(Shape labeling records)
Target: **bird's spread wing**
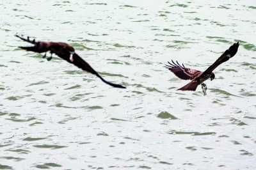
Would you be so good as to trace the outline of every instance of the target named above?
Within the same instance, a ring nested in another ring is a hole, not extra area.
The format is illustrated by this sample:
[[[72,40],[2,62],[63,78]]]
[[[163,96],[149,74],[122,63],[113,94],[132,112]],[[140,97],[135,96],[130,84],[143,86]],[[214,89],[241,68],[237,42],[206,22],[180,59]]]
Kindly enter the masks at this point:
[[[28,36],[28,38],[24,38],[23,37],[19,36],[19,35],[15,35],[15,36],[20,38],[23,41],[27,42],[28,43],[31,43],[34,45],[32,47],[19,47],[22,49],[26,50],[27,51],[33,51],[35,52],[45,52],[49,50],[49,43],[46,42],[36,42],[35,39],[33,40],[30,40],[29,37]]]
[[[167,68],[180,79],[193,80],[203,73],[196,70],[186,68],[183,64],[181,66],[177,61],[177,63],[175,63],[172,60],[172,62],[173,64],[168,62],[170,65],[166,65]]]
[[[224,52],[224,53],[214,62],[214,63],[213,63],[205,71],[204,71],[204,74],[211,73],[220,65],[228,61],[230,58],[235,56],[237,52],[239,46],[239,42],[234,43],[230,46],[230,47],[229,47],[228,50]]]
[[[125,88],[125,87],[124,87],[120,84],[113,84],[110,82],[105,81],[95,70],[93,70],[93,68],[92,68],[92,67],[86,61],[83,59],[76,53],[73,54],[73,61],[71,61],[70,59],[70,54],[56,54],[59,57],[60,57],[61,58],[66,60],[68,63],[72,63],[78,68],[81,68],[83,70],[86,71],[89,73],[95,75],[97,77],[100,78],[104,82],[111,86],[118,88]]]

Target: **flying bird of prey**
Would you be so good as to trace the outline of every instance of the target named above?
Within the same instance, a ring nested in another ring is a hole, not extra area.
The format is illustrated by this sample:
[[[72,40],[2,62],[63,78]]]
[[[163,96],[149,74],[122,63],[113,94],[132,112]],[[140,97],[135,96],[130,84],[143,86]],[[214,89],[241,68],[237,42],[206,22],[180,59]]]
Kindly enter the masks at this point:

* What needs to be done
Copy out every line of the material above without changing any of it, but omit the pictures.

* Answer to the exercise
Target: **bird's spread wing**
Would you be so good as to trace the outline of every instance of the target named above?
Within the same instance, a ring nested in another ring is a hole, not extra area.
The format is illustrated by this sample:
[[[72,40],[2,62],[63,78]]]
[[[163,96],[149,74],[122,63],[113,94],[132,112]],[[140,97],[135,96],[130,84],[143,86]],[[214,89],[241,68],[237,42],[206,22],[180,59]]]
Kindly enter the masks at this point:
[[[28,36],[28,38],[24,38],[23,37],[19,36],[19,35],[15,35],[15,36],[20,38],[23,41],[27,42],[28,43],[31,43],[34,45],[32,47],[19,47],[22,49],[26,50],[27,51],[33,51],[35,52],[45,52],[49,50],[49,43],[46,42],[36,42],[35,39],[33,40],[30,40],[29,37]]]
[[[167,68],[180,79],[193,80],[203,73],[196,70],[186,68],[183,64],[181,66],[177,61],[177,63],[175,63],[172,60],[172,62],[173,64],[168,62],[170,65],[166,65]]]
[[[224,52],[224,53],[214,62],[214,63],[213,63],[205,71],[204,71],[204,74],[211,73],[220,65],[228,61],[230,58],[235,56],[237,52],[239,46],[239,42],[234,43],[230,46],[230,47],[229,47],[228,50]]]
[[[125,88],[125,87],[124,87],[120,84],[113,84],[110,82],[105,81],[95,70],[93,70],[93,68],[92,68],[92,67],[86,61],[83,59],[76,53],[73,54],[73,61],[71,61],[70,59],[70,54],[56,54],[59,57],[60,57],[61,58],[66,60],[68,63],[72,63],[78,68],[81,68],[83,70],[86,71],[89,73],[95,75],[97,77],[100,78],[104,82],[111,86],[118,88]]]

Target: **flying bird of prey**
Would you be so good as to trace the outline of every instance of the target named above?
Within the same instance, a ring nested in another ring is a hole, not extra area.
The format is illustrated by this sample:
[[[72,40],[2,62],[63,78]]]
[[[163,96],[149,74],[122,63],[113,94],[132,112]],[[140,97],[135,96],[130,84],[143,86]],[[214,89],[241,68],[237,42],[206,22],[180,59]]]
Kindly enter the masks at this point:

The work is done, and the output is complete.